ACTIVITY
Your answer should be the line containing "Where can the cookie" and each line after it through the end of the data below, repeated exactly.
(DATASET CONTENT)
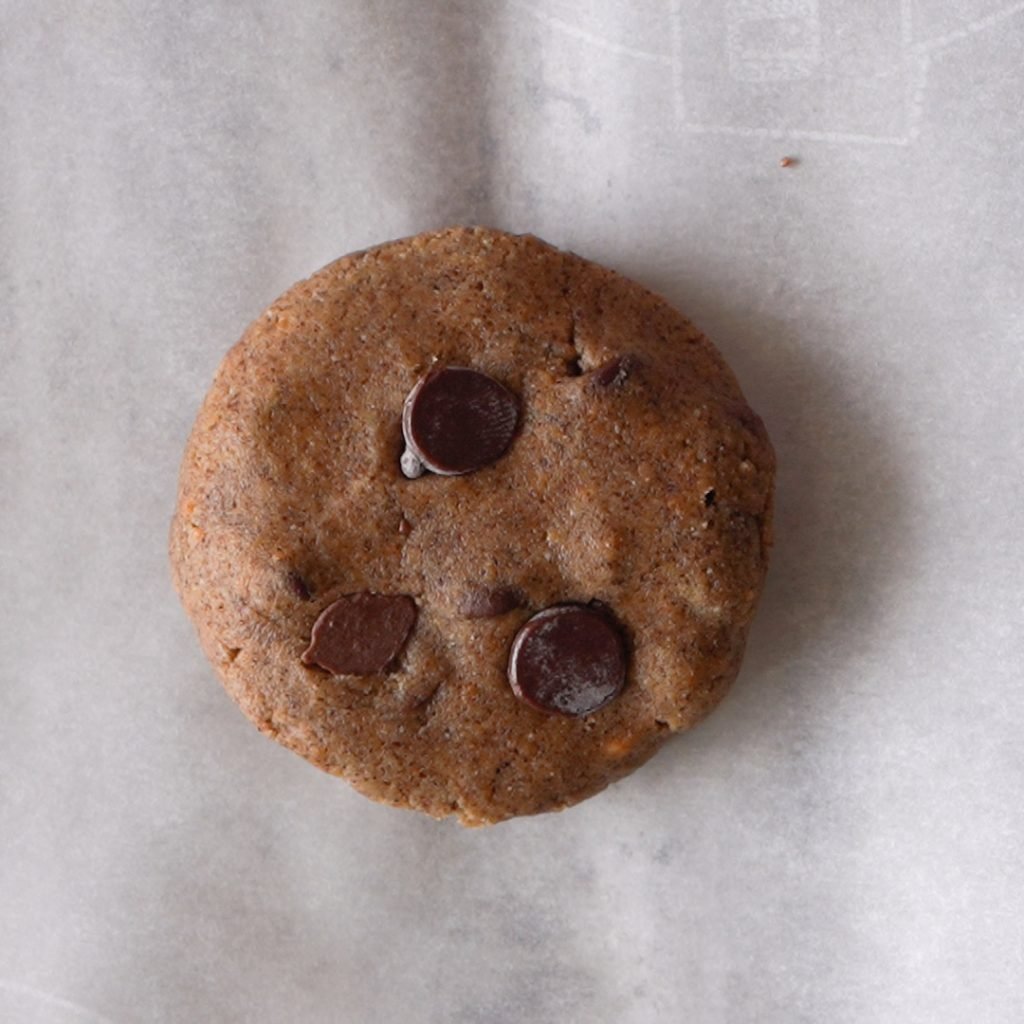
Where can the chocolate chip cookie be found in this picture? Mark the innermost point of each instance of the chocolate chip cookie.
(474, 523)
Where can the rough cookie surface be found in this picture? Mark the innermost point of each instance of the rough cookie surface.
(639, 477)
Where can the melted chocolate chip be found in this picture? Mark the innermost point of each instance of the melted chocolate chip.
(360, 634)
(614, 372)
(569, 659)
(486, 602)
(456, 421)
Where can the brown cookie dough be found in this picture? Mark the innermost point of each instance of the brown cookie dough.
(366, 616)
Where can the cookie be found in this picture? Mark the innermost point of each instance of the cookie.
(473, 523)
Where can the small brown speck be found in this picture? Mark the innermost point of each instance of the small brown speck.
(298, 586)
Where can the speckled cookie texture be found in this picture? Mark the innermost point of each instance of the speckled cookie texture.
(638, 482)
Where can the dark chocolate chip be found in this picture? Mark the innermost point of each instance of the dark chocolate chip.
(End DATASET CONTENT)
RESPONSE
Where can the cookie be found in this picture? Mark the innermost point of each instance of the cookie.
(473, 523)
Where can the small brown speck be found in this picture? Mark the innermost point of each instance of the small brown speck.
(298, 586)
Where can the speckled cookie texture be found in this picture? Mark the innermost point of each instance of the speckled cookie texture.
(638, 482)
Where can the dark chocolate chip be found in this picture? Mark the innermost point of each instance of the dark chocolate chip.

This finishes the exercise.